# Activity
Return every one of the records below with each line unchanged.

Top of Material for this exercise

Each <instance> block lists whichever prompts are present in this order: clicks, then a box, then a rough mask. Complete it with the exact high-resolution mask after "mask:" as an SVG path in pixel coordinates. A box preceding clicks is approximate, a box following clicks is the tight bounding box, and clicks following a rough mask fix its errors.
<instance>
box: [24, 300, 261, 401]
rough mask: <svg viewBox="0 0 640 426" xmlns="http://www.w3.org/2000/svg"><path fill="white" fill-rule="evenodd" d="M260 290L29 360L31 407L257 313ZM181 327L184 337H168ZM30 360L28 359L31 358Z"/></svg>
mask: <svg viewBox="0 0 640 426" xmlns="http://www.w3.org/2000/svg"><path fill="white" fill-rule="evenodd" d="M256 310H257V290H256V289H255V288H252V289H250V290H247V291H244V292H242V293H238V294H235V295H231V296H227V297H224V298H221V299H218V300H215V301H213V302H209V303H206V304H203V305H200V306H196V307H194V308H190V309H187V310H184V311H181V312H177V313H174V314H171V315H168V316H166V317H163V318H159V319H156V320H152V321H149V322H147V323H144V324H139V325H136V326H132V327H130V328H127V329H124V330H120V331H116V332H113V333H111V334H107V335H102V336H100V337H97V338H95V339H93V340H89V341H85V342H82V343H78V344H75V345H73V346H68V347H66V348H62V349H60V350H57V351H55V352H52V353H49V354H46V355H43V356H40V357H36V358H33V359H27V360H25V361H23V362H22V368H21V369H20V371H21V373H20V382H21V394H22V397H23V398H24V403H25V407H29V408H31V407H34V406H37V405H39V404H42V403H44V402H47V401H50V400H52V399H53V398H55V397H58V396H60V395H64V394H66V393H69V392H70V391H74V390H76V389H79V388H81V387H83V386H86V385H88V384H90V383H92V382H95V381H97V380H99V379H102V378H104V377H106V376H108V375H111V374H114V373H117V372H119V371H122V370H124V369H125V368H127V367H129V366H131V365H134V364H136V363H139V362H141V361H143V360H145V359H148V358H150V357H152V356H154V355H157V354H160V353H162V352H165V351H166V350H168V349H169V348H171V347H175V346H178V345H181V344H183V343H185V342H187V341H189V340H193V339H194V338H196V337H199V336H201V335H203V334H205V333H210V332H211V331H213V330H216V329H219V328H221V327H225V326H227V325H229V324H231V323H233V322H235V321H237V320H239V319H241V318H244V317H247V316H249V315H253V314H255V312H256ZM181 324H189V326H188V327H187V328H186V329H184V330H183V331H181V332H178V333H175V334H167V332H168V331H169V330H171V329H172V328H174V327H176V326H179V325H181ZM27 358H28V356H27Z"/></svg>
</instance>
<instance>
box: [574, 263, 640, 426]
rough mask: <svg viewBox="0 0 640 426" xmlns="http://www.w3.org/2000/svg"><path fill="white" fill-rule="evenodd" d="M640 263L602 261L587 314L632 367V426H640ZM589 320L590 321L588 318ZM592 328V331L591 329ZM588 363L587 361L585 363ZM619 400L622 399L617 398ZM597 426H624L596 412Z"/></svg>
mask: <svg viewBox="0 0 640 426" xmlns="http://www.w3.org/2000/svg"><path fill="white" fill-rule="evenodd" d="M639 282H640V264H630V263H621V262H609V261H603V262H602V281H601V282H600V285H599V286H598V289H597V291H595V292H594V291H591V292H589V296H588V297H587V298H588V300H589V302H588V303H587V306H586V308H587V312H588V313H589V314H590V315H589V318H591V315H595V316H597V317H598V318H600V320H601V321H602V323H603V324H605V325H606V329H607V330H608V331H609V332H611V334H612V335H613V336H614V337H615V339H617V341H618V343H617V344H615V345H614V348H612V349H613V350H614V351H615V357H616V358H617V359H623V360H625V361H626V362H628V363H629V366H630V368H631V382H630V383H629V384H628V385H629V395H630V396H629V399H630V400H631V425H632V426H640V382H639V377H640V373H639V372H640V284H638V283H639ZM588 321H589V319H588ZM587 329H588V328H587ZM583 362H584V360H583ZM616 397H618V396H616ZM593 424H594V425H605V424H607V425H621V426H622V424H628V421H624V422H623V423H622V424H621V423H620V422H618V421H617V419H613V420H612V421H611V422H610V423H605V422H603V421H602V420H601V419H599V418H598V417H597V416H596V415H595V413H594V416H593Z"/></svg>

Bottom of Material for this exercise

# Answer space
Each <instance> block lists whichever prompts are present in this order: clicks, then a box, then a rough mask. Complete it with the exact high-resolution mask after "mask:" as an SVG path in pixel coordinates. A box preceding clicks is approximate, a box following clicks is the tight bounding box, and clicks following a rough mask fix its errors.
<instance>
box: [24, 300, 261, 401]
rough mask: <svg viewBox="0 0 640 426" xmlns="http://www.w3.org/2000/svg"><path fill="white" fill-rule="evenodd" d="M260 290L29 360L31 407L257 313ZM181 327L184 337H168ZM30 360L28 359L31 358Z"/></svg>
mask: <svg viewBox="0 0 640 426" xmlns="http://www.w3.org/2000/svg"><path fill="white" fill-rule="evenodd" d="M256 310H257V290H256V289H255V288H252V289H250V290H247V291H244V292H242V293H238V294H235V295H231V296H227V297H224V298H221V299H218V300H215V301H213V302H209V303H206V304H203V305H200V306H196V307H194V308H190V309H187V310H184V311H181V312H177V313H174V314H171V315H168V316H166V317H163V318H159V319H156V320H152V321H149V322H147V323H144V324H139V325H136V326H132V327H130V328H127V329H124V330H120V331H116V332H113V333H111V334H107V335H102V336H100V337H97V338H95V339H93V340H89V341H85V342H82V343H78V344H75V345H73V346H68V347H66V348H62V349H60V350H57V351H55V352H52V353H49V354H46V355H43V356H40V357H36V358H33V359H27V360H25V361H23V362H22V368H21V369H20V371H21V373H20V382H21V394H22V397H23V398H24V403H25V407H29V408H31V407H34V406H37V405H39V404H42V403H44V402H47V401H50V400H52V399H53V398H55V397H58V396H60V395H64V394H66V393H69V392H70V391H74V390H76V389H79V388H81V387H83V386H86V385H88V384H90V383H92V382H95V381H97V380H99V379H102V378H104V377H106V376H108V375H111V374H114V373H117V372H119V371H122V370H124V369H125V368H127V367H129V366H131V365H134V364H136V363H139V362H141V361H143V360H145V359H148V358H150V357H152V356H154V355H157V354H160V353H162V352H165V351H166V350H168V349H169V348H171V347H175V346H178V345H181V344H183V343H185V342H187V341H189V340H193V339H194V338H196V337H199V336H201V335H203V334H205V333H210V332H211V331H213V330H216V329H219V328H221V327H225V326H227V325H229V324H231V323H233V322H235V321H237V320H239V319H241V318H244V317H247V316H249V315H253V314H255V312H256ZM181 324H189V326H188V327H187V328H186V329H184V330H183V331H181V332H178V333H175V334H167V332H168V331H169V330H171V329H172V328H174V327H176V326H179V325H181ZM27 358H28V356H27Z"/></svg>
</instance>
<instance>
box: [574, 263, 640, 426]
rough mask: <svg viewBox="0 0 640 426" xmlns="http://www.w3.org/2000/svg"><path fill="white" fill-rule="evenodd" d="M640 263L602 261L587 314L632 367V426H640ZM589 320L590 321L588 318ZM592 328V331L591 329ZM588 363L587 361L585 363ZM619 400L622 399L617 398ZM597 426H624L596 412Z"/></svg>
mask: <svg viewBox="0 0 640 426" xmlns="http://www.w3.org/2000/svg"><path fill="white" fill-rule="evenodd" d="M639 282H640V264H630V263H621V262H609V261H603V262H602V281H601V282H600V285H599V286H598V289H597V291H595V292H594V291H591V292H589V296H588V297H587V298H588V300H589V302H588V303H587V306H586V308H587V312H588V313H589V314H590V315H589V318H591V315H595V316H597V317H598V318H600V320H601V321H602V323H603V324H605V325H606V329H607V330H608V331H609V332H611V334H612V335H613V336H614V337H615V339H617V341H618V343H617V344H615V345H614V348H612V349H613V350H614V351H615V357H616V358H617V359H623V360H625V361H626V362H628V363H629V366H630V368H631V382H630V383H629V384H628V385H629V395H630V396H629V399H630V400H631V425H632V426H640V382H639V377H640V373H639V372H640V284H638V283H639ZM588 321H589V319H588ZM587 329H588V328H587ZM583 362H584V360H583ZM616 397H618V396H616ZM593 424H594V425H605V424H607V425H621V426H622V424H628V421H624V422H623V423H622V424H621V423H620V422H618V421H617V419H613V420H612V421H611V422H610V423H605V422H603V421H602V420H601V419H599V418H598V417H597V416H596V415H595V413H594V416H593Z"/></svg>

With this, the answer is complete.